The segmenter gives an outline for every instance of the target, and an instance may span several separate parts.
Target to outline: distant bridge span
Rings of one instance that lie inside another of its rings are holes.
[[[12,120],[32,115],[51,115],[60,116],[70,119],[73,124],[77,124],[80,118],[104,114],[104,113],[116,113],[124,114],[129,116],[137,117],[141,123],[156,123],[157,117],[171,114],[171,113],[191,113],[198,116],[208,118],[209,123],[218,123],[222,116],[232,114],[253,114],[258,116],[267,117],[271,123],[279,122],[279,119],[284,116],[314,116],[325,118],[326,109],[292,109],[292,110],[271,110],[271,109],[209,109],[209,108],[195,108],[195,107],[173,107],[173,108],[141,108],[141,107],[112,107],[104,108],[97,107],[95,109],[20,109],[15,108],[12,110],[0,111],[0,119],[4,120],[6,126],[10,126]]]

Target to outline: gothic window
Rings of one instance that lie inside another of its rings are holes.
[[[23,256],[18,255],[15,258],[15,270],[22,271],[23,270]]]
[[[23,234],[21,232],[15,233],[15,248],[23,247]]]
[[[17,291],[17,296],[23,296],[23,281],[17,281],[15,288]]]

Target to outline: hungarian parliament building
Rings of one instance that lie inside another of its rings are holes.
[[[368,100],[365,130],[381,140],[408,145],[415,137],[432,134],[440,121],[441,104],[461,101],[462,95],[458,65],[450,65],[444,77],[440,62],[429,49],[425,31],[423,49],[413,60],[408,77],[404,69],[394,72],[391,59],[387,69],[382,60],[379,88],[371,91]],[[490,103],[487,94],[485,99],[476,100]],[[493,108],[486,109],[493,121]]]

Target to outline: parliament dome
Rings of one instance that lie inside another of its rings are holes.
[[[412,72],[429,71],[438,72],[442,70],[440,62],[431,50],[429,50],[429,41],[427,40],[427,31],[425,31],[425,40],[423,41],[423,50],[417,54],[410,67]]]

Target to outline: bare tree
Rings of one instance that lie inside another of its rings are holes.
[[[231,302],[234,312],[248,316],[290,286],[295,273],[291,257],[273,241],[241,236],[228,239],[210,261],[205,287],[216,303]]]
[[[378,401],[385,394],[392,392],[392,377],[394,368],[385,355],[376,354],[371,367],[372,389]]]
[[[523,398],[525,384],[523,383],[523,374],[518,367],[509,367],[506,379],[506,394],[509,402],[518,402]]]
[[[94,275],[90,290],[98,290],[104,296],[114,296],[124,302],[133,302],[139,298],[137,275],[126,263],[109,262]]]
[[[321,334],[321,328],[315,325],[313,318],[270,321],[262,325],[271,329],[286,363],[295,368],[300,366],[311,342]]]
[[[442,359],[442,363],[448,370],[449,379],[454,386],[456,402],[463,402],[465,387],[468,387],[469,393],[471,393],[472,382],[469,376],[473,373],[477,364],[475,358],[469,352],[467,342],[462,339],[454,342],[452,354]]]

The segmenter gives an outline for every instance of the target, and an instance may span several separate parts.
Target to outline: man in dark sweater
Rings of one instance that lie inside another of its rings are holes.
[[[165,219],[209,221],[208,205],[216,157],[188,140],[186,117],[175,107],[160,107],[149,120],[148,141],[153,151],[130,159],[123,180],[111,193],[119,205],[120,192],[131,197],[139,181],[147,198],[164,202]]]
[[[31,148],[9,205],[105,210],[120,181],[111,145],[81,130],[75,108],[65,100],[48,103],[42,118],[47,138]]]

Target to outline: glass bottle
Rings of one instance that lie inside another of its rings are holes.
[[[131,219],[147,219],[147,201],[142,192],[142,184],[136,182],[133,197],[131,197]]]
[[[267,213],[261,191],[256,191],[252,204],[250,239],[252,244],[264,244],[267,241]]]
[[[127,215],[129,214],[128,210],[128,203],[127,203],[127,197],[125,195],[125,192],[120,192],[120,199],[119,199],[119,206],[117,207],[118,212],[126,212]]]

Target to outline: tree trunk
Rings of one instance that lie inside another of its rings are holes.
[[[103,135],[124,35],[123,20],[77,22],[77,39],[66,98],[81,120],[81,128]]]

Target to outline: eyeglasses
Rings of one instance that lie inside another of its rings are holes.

** Action item **
Reproduce the listing in full. Change nothing.

** Written reply **
The segmenter gives an outline for every instance of the target, and an instance may span several separate parts.
Target to outline: distant bridge span
Rings of one instance that lie inside another of its rings are holes.
[[[12,120],[32,115],[51,115],[60,116],[70,119],[73,124],[77,124],[80,118],[104,114],[104,113],[116,113],[124,114],[129,116],[137,117],[141,123],[156,123],[157,117],[171,114],[171,113],[191,113],[198,116],[208,118],[209,123],[218,123],[222,116],[232,114],[253,114],[258,116],[267,117],[271,123],[279,122],[279,119],[284,116],[314,116],[325,118],[326,109],[292,109],[292,110],[271,110],[271,109],[209,109],[209,108],[195,108],[195,107],[173,107],[173,108],[141,108],[141,107],[112,107],[104,108],[97,107],[95,109],[20,109],[15,108],[12,110],[0,111],[0,119],[4,120],[6,126],[10,126]]]

Target to outline: gothic window
Rings of one instance that lie inside another of its rings are holes.
[[[23,256],[18,255],[15,258],[15,270],[22,271],[23,270]]]
[[[23,234],[21,232],[15,233],[15,248],[23,247]]]
[[[17,291],[17,296],[23,296],[23,281],[17,281],[15,288]]]

Target to outline: hungarian parliament building
Rings of one instance that lie inside another of its rings are holes.
[[[368,100],[365,130],[381,140],[408,145],[415,137],[432,134],[440,121],[441,104],[461,101],[462,95],[458,65],[450,65],[444,77],[440,62],[429,49],[425,31],[423,49],[413,60],[408,77],[404,69],[394,72],[391,59],[387,69],[382,60],[379,88],[371,91]],[[490,103],[487,94],[485,99],[476,100]],[[493,108],[486,109],[493,121]]]

Target to outline: parliament dome
Rings of one instance that lie inside another of its rings are holes.
[[[412,72],[429,71],[438,72],[442,70],[440,62],[431,50],[429,50],[429,41],[427,40],[427,31],[425,31],[425,40],[423,41],[423,50],[417,54],[410,67]]]

Target to outline: bare tree
Rings of one instance that lie inside another of its rings are holes.
[[[231,302],[234,312],[248,316],[290,286],[295,273],[291,257],[273,241],[241,236],[228,239],[210,261],[205,287],[216,303]]]
[[[378,401],[385,394],[392,392],[392,377],[394,368],[385,355],[376,354],[371,367],[372,389]]]
[[[523,398],[525,384],[523,383],[523,374],[518,367],[509,367],[506,379],[506,394],[509,402],[518,402]]]
[[[94,275],[90,290],[98,290],[104,296],[114,296],[124,302],[133,302],[139,298],[137,275],[126,263],[109,262]]]
[[[321,334],[321,328],[315,325],[313,318],[270,321],[262,325],[271,329],[286,363],[295,368],[300,366],[311,342]]]
[[[442,359],[442,363],[448,370],[449,379],[454,386],[456,402],[463,402],[465,387],[468,387],[469,393],[471,393],[472,382],[469,376],[473,373],[477,364],[475,358],[469,352],[467,342],[462,339],[454,342],[452,354]]]

The segmenter gives an outline for every instance of the target, and an instance may span several separate parts.
Target to outline: man in dark sweater
Rings of one instance that lie inside another of its rings are holes.
[[[165,219],[209,221],[208,205],[216,157],[188,140],[186,117],[175,107],[160,107],[149,120],[148,141],[153,151],[130,159],[123,180],[111,193],[119,205],[120,192],[131,197],[139,181],[147,198],[164,202]]]
[[[31,148],[9,205],[105,210],[120,181],[111,145],[81,130],[75,108],[65,100],[48,103],[42,118],[47,138]]]

Target to outline: glass bottle
Rings of one instance that lie inside another of its rings are holes.
[[[131,219],[147,219],[147,201],[142,192],[142,184],[136,182],[133,197],[131,197]]]
[[[267,213],[261,191],[256,191],[252,204],[250,239],[252,244],[264,244],[267,241]]]
[[[127,215],[129,214],[128,210],[128,203],[127,203],[127,197],[125,195],[125,192],[120,192],[120,199],[119,199],[119,206],[117,207],[118,212],[126,212]]]

Target to outline: tree trunk
Rings of one instance that lie inside another of its rings are holes.
[[[103,135],[124,35],[123,20],[77,22],[77,39],[66,98],[81,120],[81,128]]]

Target to outline: eyeglasses
Rings of one instance that lie inside another of its rings are holes.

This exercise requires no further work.